[SELECTED EXCERPT]
----------------------------------------

# New Discovery Kit: Ugly or Fly?



## Old_school_nik (May 21, 2002)

The look decent to me - not as busy as some team kits these days....


-Nik

full link:
C:\\www.radsportnews.com.html


----------



## feathers mcgraw (Mar 15, 2002)

Way too AG2R. Ugh.


----------



## Fredrico (Jun 15, 2002)

It would look good on a lizard.


----------



## travis200 (Oct 29, 2002)

I kinda like it but would need to see an actual pic of the kit for my final thought.


----------



## Einstruzende (Jun 1, 2004)

Thumbs down. It just doesn't catch my eye.


----------



## Cerddwyr (Jul 26, 2004)

Old_school_nik said:


> The look decent to me - not as busy as some team kits these days....
> 
> 
> -Nik
> ...


Looks less like a tarted up hooker (oops, I mean Vegas Showgirl) than some. Doesn't make me want to vomit, nor does it look like someone did.

Gordon


----------



## Ricky2 (Apr 7, 2004)

*not that great*

I agree. It's not the exciting look I was expecting from a TV Channel.

I don't like the way the paneling on the shorts goes right on the butt.


----------



## Grampy (Apr 6, 2003)

I like it.


----------



## TurboTurtle (Feb 4, 2004)

Any significance to the one yellow sleeve? - TF


----------



## 2Fast2Furryious (Jun 11, 2004)

I'm drunk, and it is FUG-LY. Beer goggles do not help. Hey...where'd that fat (alternate PC: horizontally challenged) chick go?


----------



## benja15 (Jun 22, 2002)

*It's basicaly the same on the front and the back, lame*

I would have thought TREK would have made their name more readable as well.


----------



## serbski (Dec 2, 2002)

*Boooring Sidney, Boooring....*



Old_school_nik said:


> The look decent to me - not as busy as some team kits these days....

----------------------------------------

[STORED RECORDS]
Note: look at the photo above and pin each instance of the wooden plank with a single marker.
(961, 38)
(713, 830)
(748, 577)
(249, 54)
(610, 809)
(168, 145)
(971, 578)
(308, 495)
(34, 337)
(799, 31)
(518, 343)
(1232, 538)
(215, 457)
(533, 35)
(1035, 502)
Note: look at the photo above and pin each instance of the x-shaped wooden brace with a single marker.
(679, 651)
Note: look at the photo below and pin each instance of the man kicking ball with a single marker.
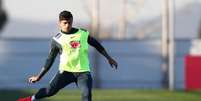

----------------------------------------

[EXERCISE TASKS]
[1] Return the part of the forum thread on the Discovery kit between "## TurboTurtle (Feb" and "challenged) chick go?", inclusive, copied word for word.
[2] Rewrite the records as a numbered list, starting at the line that holds "brace with a single marker." and running through the end of the records. Skip blank lines and leave out the pictures.
The forum thread and the records come from unrelated sources.

[SOLUTIONS FOR EACH TASK]
[1]
## TurboTurtle (Feb 4, 2004)

Any significance to the one yellow sleeve? - TF


----------



## 2Fast2Furryious (Jun 11, 2004)

I'm drunk, and it is FUG-LY. Beer goggles do not help. Hey...where'd that fat (alternate PC: horizontally challenged) chick go?

[2]
1. Note: look at the photo above and pin each instance of the x-shaped wooden brace with a single marker.
2. (679, 651)
3. Note: look at the photo below and pin each instance of the man kicking ball with a single marker.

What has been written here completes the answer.